WHAT IS REQUIRED:
Beginning at whichever line contains "Please tag the white fence", reproduce each line of the records below word for word, ending with the last, and add nothing.

RECORDS FOR THIS EXERCISE below:

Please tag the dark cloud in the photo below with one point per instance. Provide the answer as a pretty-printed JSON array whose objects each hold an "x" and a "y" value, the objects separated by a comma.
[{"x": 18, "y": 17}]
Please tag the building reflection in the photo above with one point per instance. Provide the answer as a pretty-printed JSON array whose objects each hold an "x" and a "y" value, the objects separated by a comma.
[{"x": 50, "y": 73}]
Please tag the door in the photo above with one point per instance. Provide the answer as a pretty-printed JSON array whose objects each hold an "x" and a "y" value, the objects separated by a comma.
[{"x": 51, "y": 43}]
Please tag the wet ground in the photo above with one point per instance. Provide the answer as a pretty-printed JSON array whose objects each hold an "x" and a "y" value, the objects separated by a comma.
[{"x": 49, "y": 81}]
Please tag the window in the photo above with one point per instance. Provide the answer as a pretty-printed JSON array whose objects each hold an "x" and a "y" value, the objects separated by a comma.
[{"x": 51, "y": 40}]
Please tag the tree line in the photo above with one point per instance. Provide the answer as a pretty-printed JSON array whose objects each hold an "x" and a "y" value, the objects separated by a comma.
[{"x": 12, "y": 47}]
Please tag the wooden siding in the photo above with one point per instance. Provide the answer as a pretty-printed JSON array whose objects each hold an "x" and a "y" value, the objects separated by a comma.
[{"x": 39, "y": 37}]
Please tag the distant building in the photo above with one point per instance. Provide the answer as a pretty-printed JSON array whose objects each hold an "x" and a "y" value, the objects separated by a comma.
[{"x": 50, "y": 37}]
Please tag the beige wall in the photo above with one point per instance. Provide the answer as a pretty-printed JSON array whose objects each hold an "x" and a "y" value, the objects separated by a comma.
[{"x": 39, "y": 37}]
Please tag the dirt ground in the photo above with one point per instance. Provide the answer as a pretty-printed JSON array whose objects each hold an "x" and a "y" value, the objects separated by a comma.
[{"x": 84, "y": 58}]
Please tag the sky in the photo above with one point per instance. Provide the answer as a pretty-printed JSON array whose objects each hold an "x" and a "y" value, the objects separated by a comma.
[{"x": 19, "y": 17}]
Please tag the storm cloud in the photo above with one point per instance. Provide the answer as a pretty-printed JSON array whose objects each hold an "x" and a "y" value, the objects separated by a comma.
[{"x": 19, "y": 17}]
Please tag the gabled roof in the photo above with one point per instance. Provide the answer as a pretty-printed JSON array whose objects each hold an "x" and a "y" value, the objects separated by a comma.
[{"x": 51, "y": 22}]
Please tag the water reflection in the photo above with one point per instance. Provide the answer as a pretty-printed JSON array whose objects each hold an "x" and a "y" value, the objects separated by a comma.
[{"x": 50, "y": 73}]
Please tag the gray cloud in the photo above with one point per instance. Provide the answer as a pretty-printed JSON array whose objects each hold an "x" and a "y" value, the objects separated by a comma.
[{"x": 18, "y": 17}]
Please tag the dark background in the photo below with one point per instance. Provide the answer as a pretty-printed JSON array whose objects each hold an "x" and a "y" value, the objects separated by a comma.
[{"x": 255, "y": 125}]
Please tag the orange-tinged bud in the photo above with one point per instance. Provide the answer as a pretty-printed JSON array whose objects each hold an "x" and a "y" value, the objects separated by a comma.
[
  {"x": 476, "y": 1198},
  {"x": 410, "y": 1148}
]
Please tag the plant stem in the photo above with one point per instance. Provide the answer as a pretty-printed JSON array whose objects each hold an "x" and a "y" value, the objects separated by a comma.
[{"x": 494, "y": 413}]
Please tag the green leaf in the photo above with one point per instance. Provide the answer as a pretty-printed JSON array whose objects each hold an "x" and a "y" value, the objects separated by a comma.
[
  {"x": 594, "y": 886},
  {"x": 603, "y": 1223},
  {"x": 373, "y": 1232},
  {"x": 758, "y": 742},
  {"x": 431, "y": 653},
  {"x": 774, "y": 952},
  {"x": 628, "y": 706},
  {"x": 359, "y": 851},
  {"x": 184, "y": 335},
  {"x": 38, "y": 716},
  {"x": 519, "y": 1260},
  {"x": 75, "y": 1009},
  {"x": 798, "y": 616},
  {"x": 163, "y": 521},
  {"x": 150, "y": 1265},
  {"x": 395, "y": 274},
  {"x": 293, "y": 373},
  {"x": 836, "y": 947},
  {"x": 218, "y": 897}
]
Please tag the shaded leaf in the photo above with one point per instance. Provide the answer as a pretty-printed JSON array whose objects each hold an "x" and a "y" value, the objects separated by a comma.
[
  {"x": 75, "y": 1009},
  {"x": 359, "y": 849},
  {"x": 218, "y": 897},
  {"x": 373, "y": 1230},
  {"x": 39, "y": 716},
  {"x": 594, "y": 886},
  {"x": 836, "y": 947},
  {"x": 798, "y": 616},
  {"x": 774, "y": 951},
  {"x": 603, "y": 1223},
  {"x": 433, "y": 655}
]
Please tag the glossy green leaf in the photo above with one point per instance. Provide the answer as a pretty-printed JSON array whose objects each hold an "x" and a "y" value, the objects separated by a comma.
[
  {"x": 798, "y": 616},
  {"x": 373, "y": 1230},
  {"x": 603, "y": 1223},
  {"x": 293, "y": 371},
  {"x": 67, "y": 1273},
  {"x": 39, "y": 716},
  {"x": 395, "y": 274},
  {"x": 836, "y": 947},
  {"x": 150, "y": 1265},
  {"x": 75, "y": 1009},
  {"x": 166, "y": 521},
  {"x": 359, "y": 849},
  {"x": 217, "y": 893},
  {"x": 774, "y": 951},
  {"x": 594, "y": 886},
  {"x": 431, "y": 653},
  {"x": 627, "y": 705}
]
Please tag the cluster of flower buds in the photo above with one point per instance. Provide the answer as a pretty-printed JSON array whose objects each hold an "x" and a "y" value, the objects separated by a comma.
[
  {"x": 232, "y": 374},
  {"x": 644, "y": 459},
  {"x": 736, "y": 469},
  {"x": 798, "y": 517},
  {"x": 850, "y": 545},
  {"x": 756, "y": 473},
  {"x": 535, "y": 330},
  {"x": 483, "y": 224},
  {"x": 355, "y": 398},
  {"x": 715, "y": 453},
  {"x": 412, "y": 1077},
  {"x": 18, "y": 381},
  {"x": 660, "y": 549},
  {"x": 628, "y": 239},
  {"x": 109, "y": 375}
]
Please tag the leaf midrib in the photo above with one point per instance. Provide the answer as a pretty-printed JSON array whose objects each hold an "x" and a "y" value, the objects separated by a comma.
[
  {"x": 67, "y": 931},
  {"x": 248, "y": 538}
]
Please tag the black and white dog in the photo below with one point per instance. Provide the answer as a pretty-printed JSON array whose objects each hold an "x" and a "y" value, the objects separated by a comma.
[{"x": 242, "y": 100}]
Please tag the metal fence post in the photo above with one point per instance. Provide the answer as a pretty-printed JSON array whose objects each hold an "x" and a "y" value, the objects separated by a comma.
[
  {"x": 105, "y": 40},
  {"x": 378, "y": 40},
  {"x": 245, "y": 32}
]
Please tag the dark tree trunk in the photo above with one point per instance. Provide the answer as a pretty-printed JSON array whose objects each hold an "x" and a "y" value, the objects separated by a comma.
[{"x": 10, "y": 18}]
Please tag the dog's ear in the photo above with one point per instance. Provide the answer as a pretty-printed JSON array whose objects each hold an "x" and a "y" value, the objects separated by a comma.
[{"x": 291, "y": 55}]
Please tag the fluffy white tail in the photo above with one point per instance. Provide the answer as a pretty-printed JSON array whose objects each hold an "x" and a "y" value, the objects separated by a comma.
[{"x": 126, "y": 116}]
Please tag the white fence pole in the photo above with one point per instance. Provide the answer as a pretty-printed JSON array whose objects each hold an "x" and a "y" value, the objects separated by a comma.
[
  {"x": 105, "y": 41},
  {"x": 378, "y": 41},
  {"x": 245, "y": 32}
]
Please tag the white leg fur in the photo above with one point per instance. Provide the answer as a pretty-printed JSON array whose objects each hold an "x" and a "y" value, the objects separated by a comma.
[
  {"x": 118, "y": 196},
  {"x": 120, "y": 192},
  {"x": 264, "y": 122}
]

End of RECORDS FOR THIS EXERCISE.

RESPONSE TO THIS EXERCISE:
Please tag the white fence pole in the photo above with one point per instance. Provide the answer as a pretty-printed JSON array whose objects each hold an "x" and a "y" value, the objects separated by a comma.
[
  {"x": 105, "y": 41},
  {"x": 378, "y": 41},
  {"x": 245, "y": 32}
]
Please tag the white leg fur in the photo above with one point per instance. Provide the answer as a pretty-printed JSON array whose objects each hold an "x" and a "y" value, the objects separated by a comma.
[
  {"x": 118, "y": 196},
  {"x": 120, "y": 192},
  {"x": 264, "y": 122}
]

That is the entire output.